### Work to complete:
Only an exact copy of the lines beginning at the one that contains "Objective — one dot per instance of the paving" and ending at the last line of the records below counts as the answer.

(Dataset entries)
═══

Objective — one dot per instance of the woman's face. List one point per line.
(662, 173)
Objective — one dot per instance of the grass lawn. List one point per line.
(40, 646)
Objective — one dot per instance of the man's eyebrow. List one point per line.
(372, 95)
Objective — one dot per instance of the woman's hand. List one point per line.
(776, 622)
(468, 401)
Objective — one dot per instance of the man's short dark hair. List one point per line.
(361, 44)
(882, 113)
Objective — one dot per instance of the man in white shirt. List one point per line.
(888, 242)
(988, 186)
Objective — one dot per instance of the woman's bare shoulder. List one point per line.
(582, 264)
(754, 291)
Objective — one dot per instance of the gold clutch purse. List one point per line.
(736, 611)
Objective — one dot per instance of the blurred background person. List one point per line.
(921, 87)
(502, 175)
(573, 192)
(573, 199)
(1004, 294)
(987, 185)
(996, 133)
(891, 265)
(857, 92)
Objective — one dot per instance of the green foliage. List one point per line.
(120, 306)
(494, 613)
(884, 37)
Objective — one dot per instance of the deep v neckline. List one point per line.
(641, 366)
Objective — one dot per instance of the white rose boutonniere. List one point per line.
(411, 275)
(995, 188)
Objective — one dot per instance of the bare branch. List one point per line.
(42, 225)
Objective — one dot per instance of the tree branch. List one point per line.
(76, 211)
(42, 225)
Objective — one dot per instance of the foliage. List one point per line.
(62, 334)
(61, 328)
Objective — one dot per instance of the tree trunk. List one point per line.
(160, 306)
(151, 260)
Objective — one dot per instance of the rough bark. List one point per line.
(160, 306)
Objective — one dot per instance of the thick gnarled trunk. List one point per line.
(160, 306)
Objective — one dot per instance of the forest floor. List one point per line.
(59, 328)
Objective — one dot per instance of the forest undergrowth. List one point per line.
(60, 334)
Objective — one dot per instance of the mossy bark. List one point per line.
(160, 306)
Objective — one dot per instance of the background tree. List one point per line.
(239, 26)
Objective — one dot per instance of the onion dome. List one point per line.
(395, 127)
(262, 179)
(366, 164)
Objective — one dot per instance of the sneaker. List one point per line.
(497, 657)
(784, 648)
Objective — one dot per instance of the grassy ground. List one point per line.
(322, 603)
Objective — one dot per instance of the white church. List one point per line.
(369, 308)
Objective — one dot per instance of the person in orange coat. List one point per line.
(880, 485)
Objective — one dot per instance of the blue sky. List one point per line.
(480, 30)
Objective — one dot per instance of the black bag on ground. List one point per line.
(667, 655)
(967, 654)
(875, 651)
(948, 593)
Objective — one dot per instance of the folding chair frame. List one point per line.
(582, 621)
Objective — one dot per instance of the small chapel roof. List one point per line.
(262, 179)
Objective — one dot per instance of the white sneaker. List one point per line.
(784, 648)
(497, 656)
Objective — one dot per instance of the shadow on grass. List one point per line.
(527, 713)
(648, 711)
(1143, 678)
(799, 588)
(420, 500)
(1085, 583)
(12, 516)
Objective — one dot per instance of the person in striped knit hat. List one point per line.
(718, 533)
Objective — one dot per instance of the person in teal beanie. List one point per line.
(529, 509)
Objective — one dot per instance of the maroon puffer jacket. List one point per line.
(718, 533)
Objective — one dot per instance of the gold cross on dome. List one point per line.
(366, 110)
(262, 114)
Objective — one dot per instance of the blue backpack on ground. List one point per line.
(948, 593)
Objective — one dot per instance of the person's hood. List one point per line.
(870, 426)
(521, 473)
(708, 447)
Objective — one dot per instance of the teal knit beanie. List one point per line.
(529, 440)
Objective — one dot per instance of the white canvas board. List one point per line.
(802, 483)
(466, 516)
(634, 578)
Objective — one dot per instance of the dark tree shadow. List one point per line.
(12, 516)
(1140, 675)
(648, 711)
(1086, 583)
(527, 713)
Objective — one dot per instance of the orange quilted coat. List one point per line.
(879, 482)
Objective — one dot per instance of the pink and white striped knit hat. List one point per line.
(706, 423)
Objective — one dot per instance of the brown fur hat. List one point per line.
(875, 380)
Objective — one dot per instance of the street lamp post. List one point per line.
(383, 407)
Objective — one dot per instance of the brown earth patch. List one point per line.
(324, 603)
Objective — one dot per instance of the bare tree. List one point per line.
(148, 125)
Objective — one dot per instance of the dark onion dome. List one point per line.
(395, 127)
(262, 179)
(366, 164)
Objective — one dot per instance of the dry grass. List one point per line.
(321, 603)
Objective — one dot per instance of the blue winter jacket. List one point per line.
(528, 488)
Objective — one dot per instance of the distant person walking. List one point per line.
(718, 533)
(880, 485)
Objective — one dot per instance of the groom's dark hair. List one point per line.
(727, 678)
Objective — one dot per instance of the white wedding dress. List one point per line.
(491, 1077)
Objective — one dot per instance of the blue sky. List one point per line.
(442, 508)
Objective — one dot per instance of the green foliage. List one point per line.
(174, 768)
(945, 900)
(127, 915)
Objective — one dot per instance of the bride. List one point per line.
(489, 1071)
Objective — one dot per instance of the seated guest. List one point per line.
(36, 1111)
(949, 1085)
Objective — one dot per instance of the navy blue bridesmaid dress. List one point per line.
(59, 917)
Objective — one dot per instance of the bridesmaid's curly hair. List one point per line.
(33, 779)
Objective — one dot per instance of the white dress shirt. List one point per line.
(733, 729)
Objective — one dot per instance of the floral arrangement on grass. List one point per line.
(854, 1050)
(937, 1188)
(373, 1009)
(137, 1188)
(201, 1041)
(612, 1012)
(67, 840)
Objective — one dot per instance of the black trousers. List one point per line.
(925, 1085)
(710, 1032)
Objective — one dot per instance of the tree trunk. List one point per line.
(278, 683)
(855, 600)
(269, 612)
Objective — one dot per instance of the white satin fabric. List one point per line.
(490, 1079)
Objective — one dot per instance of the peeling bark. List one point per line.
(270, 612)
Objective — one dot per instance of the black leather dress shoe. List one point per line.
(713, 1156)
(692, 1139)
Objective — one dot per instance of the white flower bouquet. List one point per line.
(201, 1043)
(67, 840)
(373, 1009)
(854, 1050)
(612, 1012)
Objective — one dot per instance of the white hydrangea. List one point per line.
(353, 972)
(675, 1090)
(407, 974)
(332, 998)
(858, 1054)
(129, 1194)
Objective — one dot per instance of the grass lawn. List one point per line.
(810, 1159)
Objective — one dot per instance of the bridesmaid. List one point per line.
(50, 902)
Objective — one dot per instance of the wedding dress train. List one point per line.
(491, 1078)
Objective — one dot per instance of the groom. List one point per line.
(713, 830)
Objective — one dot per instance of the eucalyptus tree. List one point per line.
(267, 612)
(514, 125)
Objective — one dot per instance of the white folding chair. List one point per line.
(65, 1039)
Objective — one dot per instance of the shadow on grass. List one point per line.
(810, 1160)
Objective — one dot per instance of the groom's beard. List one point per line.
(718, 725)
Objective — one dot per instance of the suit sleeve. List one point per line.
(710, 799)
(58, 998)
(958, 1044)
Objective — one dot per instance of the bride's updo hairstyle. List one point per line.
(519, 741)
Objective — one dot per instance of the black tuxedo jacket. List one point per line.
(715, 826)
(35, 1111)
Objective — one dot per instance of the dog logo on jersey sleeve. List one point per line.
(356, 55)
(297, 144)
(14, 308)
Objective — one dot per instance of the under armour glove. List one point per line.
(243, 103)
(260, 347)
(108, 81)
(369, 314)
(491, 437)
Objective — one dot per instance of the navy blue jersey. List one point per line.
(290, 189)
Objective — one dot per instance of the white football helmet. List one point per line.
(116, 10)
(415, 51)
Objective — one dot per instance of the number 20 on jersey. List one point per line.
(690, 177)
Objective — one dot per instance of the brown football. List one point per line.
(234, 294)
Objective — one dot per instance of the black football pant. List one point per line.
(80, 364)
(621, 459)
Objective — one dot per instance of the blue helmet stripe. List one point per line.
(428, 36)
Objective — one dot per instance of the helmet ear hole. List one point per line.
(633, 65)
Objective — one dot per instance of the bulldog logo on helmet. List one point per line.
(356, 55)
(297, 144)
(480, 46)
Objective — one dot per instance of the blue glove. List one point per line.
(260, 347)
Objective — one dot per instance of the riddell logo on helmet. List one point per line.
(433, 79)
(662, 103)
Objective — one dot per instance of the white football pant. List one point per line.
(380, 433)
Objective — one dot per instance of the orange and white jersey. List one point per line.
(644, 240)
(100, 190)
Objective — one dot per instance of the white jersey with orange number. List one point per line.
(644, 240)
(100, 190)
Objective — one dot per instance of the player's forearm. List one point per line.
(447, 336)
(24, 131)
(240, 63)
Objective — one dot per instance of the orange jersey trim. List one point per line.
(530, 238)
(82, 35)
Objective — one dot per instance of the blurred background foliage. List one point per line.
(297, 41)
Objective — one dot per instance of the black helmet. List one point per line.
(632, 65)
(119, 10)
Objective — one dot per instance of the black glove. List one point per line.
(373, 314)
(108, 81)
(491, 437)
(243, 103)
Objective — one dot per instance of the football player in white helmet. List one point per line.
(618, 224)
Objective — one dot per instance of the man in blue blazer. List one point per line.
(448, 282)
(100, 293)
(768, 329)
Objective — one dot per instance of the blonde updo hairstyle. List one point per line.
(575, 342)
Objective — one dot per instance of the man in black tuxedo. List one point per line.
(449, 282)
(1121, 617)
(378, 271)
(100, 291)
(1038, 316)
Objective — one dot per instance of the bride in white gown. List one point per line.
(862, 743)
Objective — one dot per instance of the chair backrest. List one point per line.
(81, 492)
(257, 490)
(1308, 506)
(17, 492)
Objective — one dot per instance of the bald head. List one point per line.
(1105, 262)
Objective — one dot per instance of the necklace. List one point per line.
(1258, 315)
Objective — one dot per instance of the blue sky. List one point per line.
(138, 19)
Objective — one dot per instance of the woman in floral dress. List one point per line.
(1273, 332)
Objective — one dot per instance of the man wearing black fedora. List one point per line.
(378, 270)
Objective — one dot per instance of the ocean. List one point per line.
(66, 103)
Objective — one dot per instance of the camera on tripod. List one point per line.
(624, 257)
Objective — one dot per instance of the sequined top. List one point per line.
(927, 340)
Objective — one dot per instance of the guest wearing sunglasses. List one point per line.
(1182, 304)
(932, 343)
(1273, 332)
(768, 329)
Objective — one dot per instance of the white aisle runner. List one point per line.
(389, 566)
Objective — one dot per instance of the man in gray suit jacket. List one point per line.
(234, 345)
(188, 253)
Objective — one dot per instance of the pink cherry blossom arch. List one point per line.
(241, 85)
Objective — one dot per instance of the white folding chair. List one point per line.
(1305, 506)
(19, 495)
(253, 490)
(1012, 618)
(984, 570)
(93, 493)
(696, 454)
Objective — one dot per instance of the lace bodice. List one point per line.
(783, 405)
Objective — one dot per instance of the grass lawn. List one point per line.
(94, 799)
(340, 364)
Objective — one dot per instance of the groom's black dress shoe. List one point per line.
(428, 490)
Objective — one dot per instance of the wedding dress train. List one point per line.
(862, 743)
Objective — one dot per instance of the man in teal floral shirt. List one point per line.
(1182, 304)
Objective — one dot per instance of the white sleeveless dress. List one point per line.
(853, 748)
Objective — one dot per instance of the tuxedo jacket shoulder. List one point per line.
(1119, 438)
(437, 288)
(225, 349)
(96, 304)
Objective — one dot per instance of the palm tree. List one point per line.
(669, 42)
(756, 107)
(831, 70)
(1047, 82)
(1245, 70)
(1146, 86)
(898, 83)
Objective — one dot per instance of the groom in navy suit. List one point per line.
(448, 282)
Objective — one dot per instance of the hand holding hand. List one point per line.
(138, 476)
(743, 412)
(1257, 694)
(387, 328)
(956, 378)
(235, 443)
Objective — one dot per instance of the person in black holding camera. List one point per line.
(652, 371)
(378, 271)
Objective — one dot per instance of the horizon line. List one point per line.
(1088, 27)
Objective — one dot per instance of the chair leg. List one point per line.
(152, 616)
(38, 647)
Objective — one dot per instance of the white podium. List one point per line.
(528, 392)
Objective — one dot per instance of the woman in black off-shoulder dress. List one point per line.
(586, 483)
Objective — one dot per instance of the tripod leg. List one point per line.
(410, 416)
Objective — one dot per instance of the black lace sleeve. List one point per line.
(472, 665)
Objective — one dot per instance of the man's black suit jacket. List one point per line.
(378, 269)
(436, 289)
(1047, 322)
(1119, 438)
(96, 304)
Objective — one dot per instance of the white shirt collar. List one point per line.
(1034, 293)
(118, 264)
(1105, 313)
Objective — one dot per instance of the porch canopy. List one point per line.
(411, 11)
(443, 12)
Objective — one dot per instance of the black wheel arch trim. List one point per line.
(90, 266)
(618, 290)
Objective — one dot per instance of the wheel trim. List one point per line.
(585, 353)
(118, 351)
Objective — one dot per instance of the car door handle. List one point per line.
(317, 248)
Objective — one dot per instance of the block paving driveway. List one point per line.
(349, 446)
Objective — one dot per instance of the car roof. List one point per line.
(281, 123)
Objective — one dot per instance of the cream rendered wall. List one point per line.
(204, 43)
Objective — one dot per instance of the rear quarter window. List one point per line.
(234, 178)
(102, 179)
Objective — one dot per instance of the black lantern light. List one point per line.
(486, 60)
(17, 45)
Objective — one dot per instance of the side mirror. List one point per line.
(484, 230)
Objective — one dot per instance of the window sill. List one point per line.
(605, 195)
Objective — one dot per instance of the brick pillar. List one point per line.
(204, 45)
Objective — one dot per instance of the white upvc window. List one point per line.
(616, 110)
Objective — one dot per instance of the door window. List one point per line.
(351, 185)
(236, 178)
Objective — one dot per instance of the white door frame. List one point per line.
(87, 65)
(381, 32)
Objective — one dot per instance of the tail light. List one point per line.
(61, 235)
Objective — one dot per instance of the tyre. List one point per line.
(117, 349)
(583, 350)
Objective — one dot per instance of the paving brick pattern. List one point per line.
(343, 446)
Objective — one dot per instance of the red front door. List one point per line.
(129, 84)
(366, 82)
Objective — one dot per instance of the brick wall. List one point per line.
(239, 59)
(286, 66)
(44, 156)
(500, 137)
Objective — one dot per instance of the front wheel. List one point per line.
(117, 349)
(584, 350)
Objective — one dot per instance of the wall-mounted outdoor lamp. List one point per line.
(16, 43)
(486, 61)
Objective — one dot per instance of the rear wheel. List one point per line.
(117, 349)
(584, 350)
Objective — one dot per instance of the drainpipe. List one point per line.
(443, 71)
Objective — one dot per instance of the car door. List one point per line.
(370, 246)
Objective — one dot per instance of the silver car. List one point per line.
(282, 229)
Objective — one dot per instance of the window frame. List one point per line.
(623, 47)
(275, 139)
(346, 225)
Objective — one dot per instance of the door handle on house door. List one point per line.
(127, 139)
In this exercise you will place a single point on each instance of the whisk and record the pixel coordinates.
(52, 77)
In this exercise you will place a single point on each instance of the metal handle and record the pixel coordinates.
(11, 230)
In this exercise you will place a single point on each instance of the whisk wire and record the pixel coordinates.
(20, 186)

═══

### Exercise response:
Objective — one dot per instance of the paving brick pattern. List one point per line.
(343, 446)
Objective — one dot per instance of the red front door. List one point per line.
(129, 84)
(366, 82)
Objective — one dot per instance of the brick wall. List one point per line.
(239, 59)
(286, 66)
(44, 156)
(500, 137)
Objective — one dot per instance of the front wheel. List one point per line.
(117, 349)
(584, 350)
Objective — one dot per instance of the wall-mounted outdoor lamp. List one point per line.
(16, 43)
(486, 61)
Objective — one dot per instance of the rear wheel. List one point per line.
(117, 349)
(584, 350)
Objective — one dot per instance of the drainpipe. List one point per line.
(443, 71)
Objective — one dot per instance of the car door. List one point per line.
(370, 246)
Objective — one dot per instance of the silver car. List one point per line.
(282, 229)
Objective — one dot per instance of the window frame. List one point per line.
(623, 47)
(275, 139)
(346, 225)
Objective — one dot per instance of the door handle on house door. List one point per line.
(127, 139)
In this exercise you will place a single point on each instance of the whisk and record the pixel coordinates.
(52, 77)
In this exercise you will place a single point on each instance of the metal handle and record the pixel coordinates.
(11, 230)
In this exercise you will place a single point on each instance of the whisk wire and record the pixel coordinates.
(20, 186)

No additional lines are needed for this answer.